◆ Problem statement ◆
Please find every line in the data below that contains the word "church" and copy each of those lines. Case counts.

-- -- --

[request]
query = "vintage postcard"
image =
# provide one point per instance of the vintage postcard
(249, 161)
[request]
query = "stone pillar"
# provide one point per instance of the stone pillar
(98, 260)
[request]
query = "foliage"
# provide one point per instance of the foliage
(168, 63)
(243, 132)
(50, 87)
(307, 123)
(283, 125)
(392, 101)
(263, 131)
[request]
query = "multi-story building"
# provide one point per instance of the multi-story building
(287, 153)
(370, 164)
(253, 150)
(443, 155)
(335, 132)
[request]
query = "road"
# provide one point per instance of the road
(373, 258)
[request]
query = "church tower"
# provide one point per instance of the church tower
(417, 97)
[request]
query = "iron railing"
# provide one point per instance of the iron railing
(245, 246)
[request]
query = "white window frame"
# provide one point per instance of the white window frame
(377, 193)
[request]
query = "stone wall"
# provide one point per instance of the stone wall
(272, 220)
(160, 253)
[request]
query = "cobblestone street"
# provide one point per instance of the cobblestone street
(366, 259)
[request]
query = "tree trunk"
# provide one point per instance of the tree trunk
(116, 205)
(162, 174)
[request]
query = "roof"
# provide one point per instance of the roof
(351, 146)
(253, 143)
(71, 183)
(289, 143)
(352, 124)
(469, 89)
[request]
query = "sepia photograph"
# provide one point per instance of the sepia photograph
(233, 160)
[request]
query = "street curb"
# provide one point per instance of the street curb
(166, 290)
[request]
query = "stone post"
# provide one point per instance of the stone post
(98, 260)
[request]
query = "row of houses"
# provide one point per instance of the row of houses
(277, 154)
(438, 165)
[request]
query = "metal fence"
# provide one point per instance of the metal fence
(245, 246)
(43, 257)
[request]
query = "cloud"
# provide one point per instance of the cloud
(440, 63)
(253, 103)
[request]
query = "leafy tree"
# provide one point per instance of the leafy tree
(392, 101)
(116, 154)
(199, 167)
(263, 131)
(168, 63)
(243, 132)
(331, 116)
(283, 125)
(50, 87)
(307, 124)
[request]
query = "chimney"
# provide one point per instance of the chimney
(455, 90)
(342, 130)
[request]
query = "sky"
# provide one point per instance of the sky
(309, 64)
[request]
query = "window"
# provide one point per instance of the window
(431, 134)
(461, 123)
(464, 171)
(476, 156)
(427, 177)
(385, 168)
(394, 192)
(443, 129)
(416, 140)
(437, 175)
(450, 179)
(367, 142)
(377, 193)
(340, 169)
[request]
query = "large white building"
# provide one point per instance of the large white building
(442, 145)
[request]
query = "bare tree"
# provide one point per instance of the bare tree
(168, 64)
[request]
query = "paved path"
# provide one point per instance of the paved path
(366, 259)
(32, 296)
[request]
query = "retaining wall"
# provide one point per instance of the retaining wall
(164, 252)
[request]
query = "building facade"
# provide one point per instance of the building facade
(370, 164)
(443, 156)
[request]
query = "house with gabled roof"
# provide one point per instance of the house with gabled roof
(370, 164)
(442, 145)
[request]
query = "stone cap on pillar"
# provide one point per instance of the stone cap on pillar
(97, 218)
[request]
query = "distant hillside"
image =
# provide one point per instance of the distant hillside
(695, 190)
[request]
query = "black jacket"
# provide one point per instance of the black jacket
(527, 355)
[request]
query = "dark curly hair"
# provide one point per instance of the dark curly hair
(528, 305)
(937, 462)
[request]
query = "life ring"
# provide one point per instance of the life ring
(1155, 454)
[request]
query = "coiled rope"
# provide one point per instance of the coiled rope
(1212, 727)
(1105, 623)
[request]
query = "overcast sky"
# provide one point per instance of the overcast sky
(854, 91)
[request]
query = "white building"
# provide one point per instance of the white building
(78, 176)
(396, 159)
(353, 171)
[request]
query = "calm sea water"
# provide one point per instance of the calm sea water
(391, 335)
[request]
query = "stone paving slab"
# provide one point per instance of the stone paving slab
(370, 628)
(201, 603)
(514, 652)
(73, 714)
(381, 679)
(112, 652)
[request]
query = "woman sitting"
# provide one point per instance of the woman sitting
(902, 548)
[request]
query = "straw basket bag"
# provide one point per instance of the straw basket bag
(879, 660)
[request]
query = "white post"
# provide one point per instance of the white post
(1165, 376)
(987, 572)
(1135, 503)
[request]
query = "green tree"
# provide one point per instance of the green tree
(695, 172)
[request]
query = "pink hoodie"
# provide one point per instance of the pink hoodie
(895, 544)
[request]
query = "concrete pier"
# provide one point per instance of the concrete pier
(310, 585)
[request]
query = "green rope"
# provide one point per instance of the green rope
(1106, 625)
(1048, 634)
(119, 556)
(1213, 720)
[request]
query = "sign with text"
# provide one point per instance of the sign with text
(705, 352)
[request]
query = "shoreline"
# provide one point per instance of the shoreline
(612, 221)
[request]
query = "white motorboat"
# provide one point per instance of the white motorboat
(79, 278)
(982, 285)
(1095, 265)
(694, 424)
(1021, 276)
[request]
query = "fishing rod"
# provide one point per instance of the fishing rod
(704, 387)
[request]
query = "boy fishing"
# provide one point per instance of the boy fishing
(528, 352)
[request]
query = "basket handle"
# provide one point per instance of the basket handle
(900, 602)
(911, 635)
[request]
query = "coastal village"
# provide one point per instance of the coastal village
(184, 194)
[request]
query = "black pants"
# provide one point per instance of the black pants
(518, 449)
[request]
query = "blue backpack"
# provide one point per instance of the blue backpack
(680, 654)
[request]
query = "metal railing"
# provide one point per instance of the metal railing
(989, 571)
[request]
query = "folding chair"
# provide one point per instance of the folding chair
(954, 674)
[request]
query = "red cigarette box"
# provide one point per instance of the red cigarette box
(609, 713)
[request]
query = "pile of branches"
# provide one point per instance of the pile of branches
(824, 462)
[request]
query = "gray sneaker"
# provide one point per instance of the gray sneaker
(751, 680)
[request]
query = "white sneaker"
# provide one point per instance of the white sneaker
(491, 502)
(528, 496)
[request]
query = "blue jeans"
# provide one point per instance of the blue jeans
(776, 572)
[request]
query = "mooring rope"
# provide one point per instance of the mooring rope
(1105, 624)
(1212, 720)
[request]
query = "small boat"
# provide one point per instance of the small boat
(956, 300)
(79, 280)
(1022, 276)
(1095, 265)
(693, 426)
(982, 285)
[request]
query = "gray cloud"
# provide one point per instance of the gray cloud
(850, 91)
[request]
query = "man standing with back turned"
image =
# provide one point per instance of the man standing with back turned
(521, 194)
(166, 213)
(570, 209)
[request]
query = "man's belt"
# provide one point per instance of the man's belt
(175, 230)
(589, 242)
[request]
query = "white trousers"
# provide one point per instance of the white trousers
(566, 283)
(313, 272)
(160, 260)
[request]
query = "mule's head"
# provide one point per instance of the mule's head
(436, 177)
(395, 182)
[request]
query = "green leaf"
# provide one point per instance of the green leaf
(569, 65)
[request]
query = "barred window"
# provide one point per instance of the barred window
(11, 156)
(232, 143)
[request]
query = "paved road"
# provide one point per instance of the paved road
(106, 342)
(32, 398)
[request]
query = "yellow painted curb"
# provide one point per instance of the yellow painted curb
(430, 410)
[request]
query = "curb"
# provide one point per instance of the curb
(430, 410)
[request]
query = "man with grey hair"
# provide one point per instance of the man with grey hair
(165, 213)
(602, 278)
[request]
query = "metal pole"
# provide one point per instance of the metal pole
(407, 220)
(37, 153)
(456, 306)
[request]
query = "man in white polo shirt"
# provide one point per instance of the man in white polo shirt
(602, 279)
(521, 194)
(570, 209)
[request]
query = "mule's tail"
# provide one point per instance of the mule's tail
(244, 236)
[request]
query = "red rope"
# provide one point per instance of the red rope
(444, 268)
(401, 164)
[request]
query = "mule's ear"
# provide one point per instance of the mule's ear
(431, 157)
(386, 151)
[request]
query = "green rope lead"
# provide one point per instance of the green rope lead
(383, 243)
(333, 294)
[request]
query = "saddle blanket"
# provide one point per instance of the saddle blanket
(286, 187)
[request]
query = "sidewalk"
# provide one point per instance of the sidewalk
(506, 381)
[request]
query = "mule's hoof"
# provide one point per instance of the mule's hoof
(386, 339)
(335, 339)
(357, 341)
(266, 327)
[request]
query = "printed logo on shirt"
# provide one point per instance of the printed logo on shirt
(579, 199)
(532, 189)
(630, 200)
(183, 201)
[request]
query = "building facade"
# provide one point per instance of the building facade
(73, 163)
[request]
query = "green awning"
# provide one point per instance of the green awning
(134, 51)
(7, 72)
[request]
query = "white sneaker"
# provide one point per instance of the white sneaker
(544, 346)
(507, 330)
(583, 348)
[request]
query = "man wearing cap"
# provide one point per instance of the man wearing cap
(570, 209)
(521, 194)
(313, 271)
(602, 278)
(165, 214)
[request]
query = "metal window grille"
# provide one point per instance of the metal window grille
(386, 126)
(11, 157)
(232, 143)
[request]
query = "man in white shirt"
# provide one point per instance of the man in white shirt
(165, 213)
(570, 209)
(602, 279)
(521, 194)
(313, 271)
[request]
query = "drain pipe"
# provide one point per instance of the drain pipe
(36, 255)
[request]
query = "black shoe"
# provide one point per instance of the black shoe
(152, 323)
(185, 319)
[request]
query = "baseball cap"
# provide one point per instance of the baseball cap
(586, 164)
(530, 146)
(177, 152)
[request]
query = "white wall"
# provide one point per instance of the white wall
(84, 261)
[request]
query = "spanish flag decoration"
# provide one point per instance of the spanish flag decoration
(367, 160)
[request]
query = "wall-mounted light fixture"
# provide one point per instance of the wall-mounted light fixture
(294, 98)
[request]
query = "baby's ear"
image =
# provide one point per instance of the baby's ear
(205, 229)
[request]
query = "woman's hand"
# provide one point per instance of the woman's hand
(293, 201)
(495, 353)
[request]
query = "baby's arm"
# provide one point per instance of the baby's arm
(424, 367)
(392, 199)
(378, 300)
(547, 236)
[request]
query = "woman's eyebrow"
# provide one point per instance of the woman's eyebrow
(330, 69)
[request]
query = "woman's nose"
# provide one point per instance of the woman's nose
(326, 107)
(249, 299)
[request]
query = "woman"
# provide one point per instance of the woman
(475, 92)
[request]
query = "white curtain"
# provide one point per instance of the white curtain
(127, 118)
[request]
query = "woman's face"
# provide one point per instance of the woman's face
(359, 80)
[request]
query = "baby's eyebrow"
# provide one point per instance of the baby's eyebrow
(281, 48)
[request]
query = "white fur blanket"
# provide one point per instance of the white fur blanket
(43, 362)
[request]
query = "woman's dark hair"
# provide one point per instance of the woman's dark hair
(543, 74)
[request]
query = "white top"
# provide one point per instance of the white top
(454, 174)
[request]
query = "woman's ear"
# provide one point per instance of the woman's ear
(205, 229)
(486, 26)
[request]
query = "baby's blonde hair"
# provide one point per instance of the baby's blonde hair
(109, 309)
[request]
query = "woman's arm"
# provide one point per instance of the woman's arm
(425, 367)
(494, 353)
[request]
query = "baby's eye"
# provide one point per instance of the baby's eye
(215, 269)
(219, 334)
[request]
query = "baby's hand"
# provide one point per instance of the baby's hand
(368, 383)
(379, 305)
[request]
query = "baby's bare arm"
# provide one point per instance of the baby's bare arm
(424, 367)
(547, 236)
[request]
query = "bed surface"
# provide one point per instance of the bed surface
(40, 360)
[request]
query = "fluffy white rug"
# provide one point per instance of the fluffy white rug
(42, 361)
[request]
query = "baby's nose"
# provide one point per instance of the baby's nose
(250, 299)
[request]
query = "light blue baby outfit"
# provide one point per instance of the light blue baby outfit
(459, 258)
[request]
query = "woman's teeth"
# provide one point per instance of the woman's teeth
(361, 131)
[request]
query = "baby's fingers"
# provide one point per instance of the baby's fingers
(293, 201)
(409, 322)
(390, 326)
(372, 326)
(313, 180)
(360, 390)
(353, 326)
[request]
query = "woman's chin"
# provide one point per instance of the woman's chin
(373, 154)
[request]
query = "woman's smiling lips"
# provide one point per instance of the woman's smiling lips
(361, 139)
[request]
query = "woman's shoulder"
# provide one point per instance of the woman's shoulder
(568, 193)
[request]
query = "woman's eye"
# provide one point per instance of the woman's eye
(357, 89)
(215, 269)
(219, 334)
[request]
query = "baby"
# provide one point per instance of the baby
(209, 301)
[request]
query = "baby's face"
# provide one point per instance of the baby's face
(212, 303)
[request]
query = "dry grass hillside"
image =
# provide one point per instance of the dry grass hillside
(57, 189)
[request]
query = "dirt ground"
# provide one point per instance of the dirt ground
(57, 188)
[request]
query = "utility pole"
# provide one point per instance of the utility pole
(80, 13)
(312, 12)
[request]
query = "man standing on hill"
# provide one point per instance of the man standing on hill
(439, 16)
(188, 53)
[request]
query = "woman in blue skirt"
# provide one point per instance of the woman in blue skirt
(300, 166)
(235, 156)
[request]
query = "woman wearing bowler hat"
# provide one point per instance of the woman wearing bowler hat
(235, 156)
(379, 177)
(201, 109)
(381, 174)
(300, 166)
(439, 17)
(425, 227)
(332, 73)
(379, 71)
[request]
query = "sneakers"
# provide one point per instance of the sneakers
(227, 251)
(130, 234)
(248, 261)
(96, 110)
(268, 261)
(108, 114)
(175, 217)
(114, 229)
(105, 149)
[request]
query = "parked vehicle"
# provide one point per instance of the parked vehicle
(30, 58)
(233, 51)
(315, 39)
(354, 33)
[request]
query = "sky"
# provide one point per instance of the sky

-- -- --

◆ Output of the exercise ◆
query = "church tower"
# provide one point per instance of the church tower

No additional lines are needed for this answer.